— BEGIN Input for this task —

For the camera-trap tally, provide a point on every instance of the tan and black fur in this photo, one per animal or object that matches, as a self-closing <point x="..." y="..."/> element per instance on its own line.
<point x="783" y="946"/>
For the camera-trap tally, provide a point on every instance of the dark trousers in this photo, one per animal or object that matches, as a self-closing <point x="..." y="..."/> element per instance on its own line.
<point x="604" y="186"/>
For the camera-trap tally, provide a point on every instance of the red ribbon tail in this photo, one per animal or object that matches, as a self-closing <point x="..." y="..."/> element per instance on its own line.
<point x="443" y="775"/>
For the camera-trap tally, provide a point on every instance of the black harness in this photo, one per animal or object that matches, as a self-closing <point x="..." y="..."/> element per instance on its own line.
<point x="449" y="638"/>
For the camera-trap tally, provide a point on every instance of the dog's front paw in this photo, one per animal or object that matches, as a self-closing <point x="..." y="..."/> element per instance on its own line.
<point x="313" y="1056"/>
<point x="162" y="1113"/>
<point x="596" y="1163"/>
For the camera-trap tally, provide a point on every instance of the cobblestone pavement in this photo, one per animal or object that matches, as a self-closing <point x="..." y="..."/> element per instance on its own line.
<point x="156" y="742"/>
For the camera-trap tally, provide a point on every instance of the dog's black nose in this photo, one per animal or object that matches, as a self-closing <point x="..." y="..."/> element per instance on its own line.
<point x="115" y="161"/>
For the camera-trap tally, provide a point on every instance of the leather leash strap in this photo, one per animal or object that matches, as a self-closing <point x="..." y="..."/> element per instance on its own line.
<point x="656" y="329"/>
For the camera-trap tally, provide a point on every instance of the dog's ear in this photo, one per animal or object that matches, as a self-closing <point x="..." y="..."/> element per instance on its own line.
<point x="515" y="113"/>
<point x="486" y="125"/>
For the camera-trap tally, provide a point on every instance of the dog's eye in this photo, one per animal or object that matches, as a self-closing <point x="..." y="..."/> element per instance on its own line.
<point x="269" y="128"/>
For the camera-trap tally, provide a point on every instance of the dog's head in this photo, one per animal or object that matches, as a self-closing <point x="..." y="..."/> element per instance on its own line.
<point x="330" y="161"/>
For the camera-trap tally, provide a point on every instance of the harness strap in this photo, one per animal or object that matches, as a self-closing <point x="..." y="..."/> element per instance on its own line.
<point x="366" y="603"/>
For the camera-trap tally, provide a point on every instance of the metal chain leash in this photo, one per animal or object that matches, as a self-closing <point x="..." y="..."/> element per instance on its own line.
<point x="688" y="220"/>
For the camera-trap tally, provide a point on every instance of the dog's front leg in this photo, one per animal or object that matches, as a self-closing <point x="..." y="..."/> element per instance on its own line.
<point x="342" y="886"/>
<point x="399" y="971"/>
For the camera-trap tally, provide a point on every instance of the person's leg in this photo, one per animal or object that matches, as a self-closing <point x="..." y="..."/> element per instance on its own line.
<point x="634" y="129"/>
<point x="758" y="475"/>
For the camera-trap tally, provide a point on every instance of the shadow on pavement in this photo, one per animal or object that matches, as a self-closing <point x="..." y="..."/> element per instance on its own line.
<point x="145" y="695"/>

— END Input for this task —

- [Problem to solve] Reproduce the final stretch of the data above: every line from the one holding "dog's front leg" through the end, inclusive, exactly as written and nothing else.

- [Solution to the exercise]
For the camera-trap tally, provide a point on every instance of the dog's front leg in this photo, one per animal or object that matches, as a self-closing <point x="..." y="..."/> element per instance on its own line.
<point x="342" y="886"/>
<point x="399" y="971"/>
For the camera-trap tally, provide a point on every instance of the person's leg in this photo, one per animal or object that matches, as a self-closing <point x="..." y="..."/> element per instance on its own line.
<point x="634" y="129"/>
<point x="758" y="475"/>
For the camera-trap tally, provide a point on every instance of the shadow on pavement in this photo, one per animal or object that matches, as a self-closing <point x="..." y="..."/> element per instance on its own line.
<point x="145" y="695"/>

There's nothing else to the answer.